> **How to complete this task**: Reproduce nothing but the closing run of lines: the line with "Expected: for every instance of the grass" and each line that follows it to the end of the data.

> **Extracted entries**:
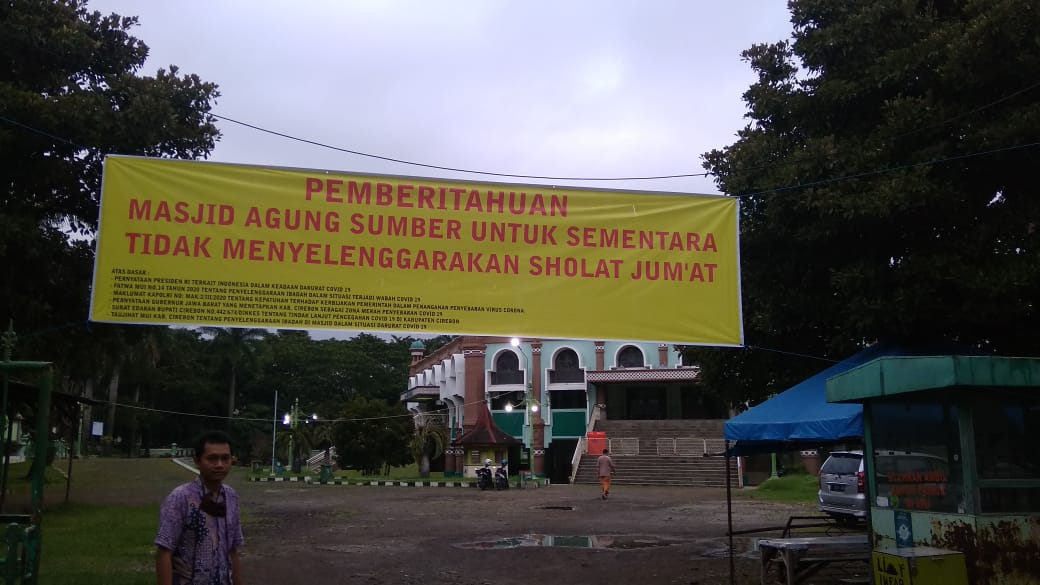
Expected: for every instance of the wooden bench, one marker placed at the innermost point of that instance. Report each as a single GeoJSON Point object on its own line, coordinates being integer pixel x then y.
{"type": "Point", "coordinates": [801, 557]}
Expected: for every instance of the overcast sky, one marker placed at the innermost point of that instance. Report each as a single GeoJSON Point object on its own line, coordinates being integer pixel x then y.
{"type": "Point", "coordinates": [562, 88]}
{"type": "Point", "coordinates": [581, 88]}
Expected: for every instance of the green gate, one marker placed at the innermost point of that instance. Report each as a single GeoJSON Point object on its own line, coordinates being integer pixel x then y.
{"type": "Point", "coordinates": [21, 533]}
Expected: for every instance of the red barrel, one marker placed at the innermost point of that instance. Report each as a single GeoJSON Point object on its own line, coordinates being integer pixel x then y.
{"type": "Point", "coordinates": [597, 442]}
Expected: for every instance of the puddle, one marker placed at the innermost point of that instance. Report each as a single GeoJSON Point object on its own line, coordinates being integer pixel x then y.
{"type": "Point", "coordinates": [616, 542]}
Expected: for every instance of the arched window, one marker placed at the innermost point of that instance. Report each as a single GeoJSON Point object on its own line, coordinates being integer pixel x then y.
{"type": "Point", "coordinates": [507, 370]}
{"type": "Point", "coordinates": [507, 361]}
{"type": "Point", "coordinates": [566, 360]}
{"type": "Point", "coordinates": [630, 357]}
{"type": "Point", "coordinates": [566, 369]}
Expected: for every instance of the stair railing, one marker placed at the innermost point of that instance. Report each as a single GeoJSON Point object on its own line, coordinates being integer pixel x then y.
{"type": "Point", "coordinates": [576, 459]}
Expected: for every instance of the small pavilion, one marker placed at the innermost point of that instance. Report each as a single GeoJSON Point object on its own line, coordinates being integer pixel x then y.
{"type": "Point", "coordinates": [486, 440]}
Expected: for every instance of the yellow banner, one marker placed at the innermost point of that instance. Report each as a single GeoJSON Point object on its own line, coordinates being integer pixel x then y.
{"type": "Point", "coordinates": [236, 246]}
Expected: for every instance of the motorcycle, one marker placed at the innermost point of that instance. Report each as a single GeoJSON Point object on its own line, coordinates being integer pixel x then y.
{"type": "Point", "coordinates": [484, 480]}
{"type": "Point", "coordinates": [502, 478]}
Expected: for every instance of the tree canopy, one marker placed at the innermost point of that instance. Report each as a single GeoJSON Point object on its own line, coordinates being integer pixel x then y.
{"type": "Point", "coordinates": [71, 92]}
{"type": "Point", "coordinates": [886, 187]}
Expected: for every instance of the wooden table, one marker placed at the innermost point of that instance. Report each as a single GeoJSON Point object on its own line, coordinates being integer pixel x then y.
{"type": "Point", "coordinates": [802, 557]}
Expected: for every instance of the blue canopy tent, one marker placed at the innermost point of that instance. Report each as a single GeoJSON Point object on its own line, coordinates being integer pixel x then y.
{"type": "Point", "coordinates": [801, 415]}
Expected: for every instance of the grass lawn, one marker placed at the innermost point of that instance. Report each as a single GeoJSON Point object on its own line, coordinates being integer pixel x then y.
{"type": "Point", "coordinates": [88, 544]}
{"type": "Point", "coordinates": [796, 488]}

> **Answer space**:
Expected: for every instance of the grass lawn, one marker placed at the innermost point of that instance. Report each as a single GeoJSON Point object on its own line, coordinates being integer pixel x then y.
{"type": "Point", "coordinates": [88, 544]}
{"type": "Point", "coordinates": [796, 488]}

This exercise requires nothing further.